■ Data shown

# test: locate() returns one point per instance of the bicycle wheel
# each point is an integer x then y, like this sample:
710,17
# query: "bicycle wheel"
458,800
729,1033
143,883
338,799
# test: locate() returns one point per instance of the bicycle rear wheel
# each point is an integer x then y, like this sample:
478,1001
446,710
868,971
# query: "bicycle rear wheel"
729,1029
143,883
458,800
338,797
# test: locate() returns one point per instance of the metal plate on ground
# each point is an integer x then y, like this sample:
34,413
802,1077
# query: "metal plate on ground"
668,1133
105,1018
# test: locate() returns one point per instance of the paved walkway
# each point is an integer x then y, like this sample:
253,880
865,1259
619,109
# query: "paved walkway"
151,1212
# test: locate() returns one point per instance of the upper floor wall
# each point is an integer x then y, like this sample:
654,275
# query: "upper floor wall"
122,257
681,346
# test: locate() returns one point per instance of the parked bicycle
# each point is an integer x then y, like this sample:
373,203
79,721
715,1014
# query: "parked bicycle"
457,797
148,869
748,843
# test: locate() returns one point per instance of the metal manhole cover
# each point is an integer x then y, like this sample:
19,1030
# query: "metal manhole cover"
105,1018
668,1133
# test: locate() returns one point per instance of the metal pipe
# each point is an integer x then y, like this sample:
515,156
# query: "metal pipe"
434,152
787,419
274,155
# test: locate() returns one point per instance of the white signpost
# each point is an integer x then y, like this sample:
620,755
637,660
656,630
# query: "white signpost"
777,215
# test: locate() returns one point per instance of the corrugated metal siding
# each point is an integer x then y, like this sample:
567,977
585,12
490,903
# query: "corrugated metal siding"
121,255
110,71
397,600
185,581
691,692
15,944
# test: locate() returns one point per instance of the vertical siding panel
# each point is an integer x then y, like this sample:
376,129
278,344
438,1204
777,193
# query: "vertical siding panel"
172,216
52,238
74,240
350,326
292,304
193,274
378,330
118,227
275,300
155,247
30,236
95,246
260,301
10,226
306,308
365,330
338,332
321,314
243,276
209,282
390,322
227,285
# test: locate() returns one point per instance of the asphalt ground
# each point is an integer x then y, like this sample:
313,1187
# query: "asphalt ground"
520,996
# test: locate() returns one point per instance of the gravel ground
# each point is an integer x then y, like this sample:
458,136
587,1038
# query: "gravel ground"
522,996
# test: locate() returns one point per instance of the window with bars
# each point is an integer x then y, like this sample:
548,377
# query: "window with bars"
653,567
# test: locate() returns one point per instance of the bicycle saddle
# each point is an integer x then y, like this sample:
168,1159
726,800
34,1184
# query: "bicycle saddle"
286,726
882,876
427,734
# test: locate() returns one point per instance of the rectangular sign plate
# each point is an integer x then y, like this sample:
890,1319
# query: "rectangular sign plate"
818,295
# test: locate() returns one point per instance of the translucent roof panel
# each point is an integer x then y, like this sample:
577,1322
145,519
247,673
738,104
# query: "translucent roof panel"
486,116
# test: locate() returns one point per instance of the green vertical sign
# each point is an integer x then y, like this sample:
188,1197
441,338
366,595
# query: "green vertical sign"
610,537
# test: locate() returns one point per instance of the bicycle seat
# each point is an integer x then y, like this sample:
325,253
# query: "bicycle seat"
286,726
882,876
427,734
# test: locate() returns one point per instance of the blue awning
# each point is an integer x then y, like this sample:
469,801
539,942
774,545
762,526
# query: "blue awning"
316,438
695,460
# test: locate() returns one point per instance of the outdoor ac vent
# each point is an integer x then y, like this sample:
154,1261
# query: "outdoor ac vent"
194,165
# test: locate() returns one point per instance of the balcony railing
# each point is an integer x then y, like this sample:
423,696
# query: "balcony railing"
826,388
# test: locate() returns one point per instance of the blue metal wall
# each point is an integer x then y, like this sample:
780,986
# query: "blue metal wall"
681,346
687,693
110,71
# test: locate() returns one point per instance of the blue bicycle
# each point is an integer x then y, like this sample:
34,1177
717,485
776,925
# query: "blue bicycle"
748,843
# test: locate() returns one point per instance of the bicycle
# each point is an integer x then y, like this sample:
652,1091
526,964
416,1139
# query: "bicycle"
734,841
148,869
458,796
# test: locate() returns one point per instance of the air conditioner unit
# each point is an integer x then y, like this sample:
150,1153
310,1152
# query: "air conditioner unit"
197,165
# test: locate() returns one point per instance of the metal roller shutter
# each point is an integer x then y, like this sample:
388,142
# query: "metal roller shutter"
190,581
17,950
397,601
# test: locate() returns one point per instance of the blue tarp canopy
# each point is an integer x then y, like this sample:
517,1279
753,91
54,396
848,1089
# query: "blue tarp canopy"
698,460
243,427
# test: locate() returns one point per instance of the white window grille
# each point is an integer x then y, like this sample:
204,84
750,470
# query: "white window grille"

■ What you will do
Reproduce the records above exactly as they appear.

■ The answer
# test: locate() returns one point per instance of the bicycle wheel
# each point is an integer x then y, like this sample:
710,17
# query: "bicycle wheel"
458,800
729,1033
143,883
338,799
# test: locate() returns one point per instance of the bicycle rear wheel
# each point is an integer x then y, like this sample:
478,1001
446,710
868,971
# query: "bicycle rear wheel"
729,1029
143,883
458,800
338,797
# test: locate() returns one point per instance of the metal plate on ground
# each point is an integer x then y, like this sample:
34,413
802,1077
# query: "metal plate on ground"
668,1133
105,1018
# test: locate() returns one point per instance of the paved walkway
# each point is an integer x then y, like this sample:
253,880
865,1259
619,109
# query: "paved walkway"
151,1212
# test: locate() returns one point per instance of the upper floor wall
# each point is an integer x then y, like this sample:
654,275
# query: "upper floor wall"
122,257
681,346
# test: locate() returns one point per instance of the parked bicycle
# each point is an integer x then y, like this sample:
373,203
79,721
715,1014
# query: "parked bicycle"
457,797
148,869
748,843
# test: locate() returns one point per instance of the metal manhole cover
# each point is an integer x then y, like this sample:
19,1030
# query: "metal manhole cover"
105,1018
668,1133
# test: locate() returns one point per instance of the metal pipe
# each point is an integer x then y, like this sample:
515,156
# query: "metal pipe"
434,152
787,419
274,155
# test: locate() returns one point per instance of the white signpost
# each point is an integer x then y, like this sample:
620,755
637,660
656,630
# query: "white signpost"
777,215
# test: locate() returns one point per instance of the corrugated metal siding
# each point is an integer x then y, like this sample:
567,977
585,12
490,903
# query: "corrugated metal siding"
121,255
110,71
397,600
185,581
691,692
15,944
# test: locate() returns one point per instance of the vertical siding panel
# each point is an integer x then y, like this sample:
376,129
278,344
438,1204
777,193
# query: "vertical siding panel"
172,216
52,238
74,240
350,326
292,304
193,274
378,330
118,227
275,300
155,247
30,236
95,246
260,301
10,226
306,308
365,330
338,332
321,314
243,276
209,282
390,322
227,285
# test: locate() returns one point per instance of the asphalt ground
# each point is an integer x then y, like this sample:
313,1187
# query: "asphalt ground"
520,996
# test: locate() returns one point per instance of the gravel ground
# each point is an integer x then y, like this sample:
458,136
587,1038
# query: "gravel ground"
522,996
# test: locate() returns one point per instance of the window with bars
# each point is an integer x then y, like this sample:
548,377
# query: "window with bars"
653,567
# test: locate() returns one point per instance of the bicycle saddle
# each point is an integer x then y, like this sample:
168,1159
726,800
34,1184
# query: "bicycle saddle"
286,726
882,876
427,734
# test: locate() returns one point per instance of the rectangular sign plate
# each point is an integer x then y, like this sample:
890,1319
# query: "rectangular sign plate"
818,295
# test: locate() returns one point per instance of the translucent roof panel
# each point is an integer x then y, like this sample:
577,1322
145,519
247,673
738,104
# query: "translucent roof panel"
486,116
# test: locate() returns one point per instance of the green vertical sign
# each point is an integer x then y, like this sample:
188,1197
441,338
366,595
# query: "green vertical sign"
610,537
# test: locate() returns one point per instance of the bicycle seat
# each point is an integer x then y, like this sample:
325,253
# query: "bicycle seat"
286,726
882,876
427,734
# test: locate() returns one point per instance of the blue awning
# each point is an integer x then y, like this sample:
469,801
539,942
774,545
762,526
# query: "blue awning"
316,438
695,460
# test: locate() returns one point per instance of the outdoor ac vent
# each point is an integer x then y, like this sample:
154,1261
# query: "outdoor ac vent"
194,165
# test: locate() returns one point per instance of the balcony railing
# each point is an integer x then y, like this sample:
423,696
# query: "balcony railing"
826,388
# test: locate() returns one point per instance of the blue metal wall
# each point is an integer x then y, like this sample:
780,986
# query: "blue metal wall"
681,346
687,693
110,71
# test: locate() returns one point per instance of the blue bicycle
# each point is an integer x then y, like this sample:
34,1177
717,485
776,925
# query: "blue bicycle"
748,843
# test: locate() returns one point per instance of the bicycle
# each point is an integer x then y, like this sample:
652,1091
526,964
416,1139
# query: "bicycle"
734,841
148,869
458,796
# test: locate() returns one point per instance of the air conditioner unit
# each point is an integer x then y, like this sample:
150,1153
310,1152
# query: "air conditioner unit"
197,165
# test: locate() returns one point per instance of the metal roller shutter
# each point is an integer x then y, like this sample:
388,142
# query: "metal roller shutter"
190,581
17,950
397,601
# test: locate() returns one point per instance of the blue tarp canopy
# each point is an integer x then y, like this sample:
517,1279
753,91
54,396
848,1089
# query: "blue tarp canopy"
698,460
243,427
# test: locate() returns one point per instance of the white window grille
# each point is an integer x then y, like this sample:
204,84
750,470
# query: "white window grille"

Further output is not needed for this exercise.